What to do:
1. According to the review of The Dream Machine below, when was the game first released as a demo?
2. Continue the review of The Dream Machine below, starting after its final sentence.

Excerpt:
□ □ □
The Dream Machine:
Interaction is simple; you control Victor, you point, and you click on objects and people to interact. Move your cursor to the top of the screen to open your inventory, and click on the small icon in the upper right corner of the screen to open a menu to allow you to fiddle with settings or save your game. Other than that? Explore. Poke around Victor and Alicia's small apartment and, when you're able, what areas of the building you can access. If you don't know where to go next, speaking to Alicia will usually give you a clue.
While this first chapter is free for everyone, future installments will need to be purchased when they become available.
Analysis: Originally released as a demo, waaaaay back in February 2009, it's easy to see what's taken so long; claymation is freaking tedious to make. Fortunately, it was worth it, since The Dream Machine is absolutely gorgeous and a real joy to play. The clay presentation also adds to the surreal feel of the whole thing; the vaguely inhuman looking human characters help give the whole thing an appropriately dreamlike atmosphere. The developers have actually gone out of their way to make the whole thing accessible too, with options for players who may be hard of hearing or colourblind under the settings menu.
The problem is that The Dream Machine really only just begins to feel like all its gears are turning at high speed when it abruptly throws the brakes on you and the chapter ends. It probably says something good about the game that it knew precisely the most intense moment to end at, and that I had a lot of choice expletives for it when it did. But on the other hand, while interesting and certainly integral to setting the mood for things to come, there's not much action in this chapter. The puzzles are clever enough, although one or two of them can be a little frustrating and require a visit from your frienemies and mine, the trial-and-error twins.
□ □ □
Provided information:

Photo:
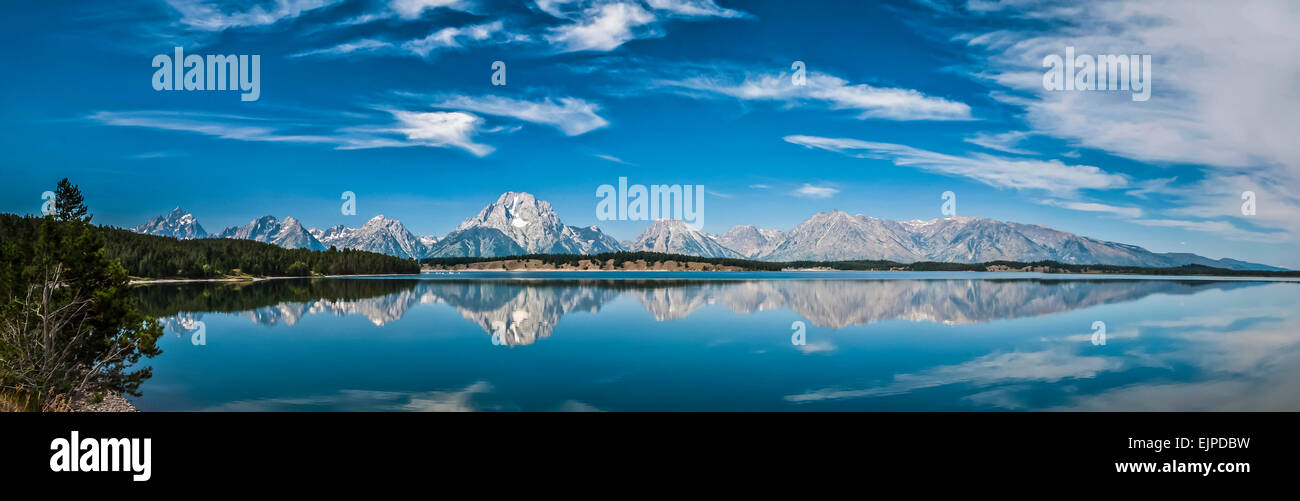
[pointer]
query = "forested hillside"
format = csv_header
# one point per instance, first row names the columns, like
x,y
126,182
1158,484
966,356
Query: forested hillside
x,y
208,258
□ □ □
Results:
1. February 2009

2.
So it's a good thing that, for the most part, The Dream Machine leans more heavily on the narrative side of things. As Victor, you can have some fairly long and involved conversations with various people, with a nice variety of responses to choose from. How you treat people in dialogue doesn't really have any effect on the game (... so far... ), but it does give you a little bit of freedom and helps you connect with the experience. Which, might I say, is fairly creepy at times. There's nothing here that's going to jump out and frighten you, but there's at least one plot point that is fairly unnerving when you stop to think about it.
I don't end many games railing in fury against a "To Be Continued" screen, but The Dream Machine is excellent about getting its hooks into you within a relatively short time frame. It probably won't run you more than an hour at most, and while there is some small amount of replayability if you want to go back to certain scenes and try different dialogue options, for the most part when it's done, it's done, leaving you with little else to do but to petulantly await the release of the next chapter crouched in the bushes outside the developer's house. IMEAN, patiently in your own home. While it lasts, Chapter One of The Dream Machine is fun, intriguing, and extremely well made.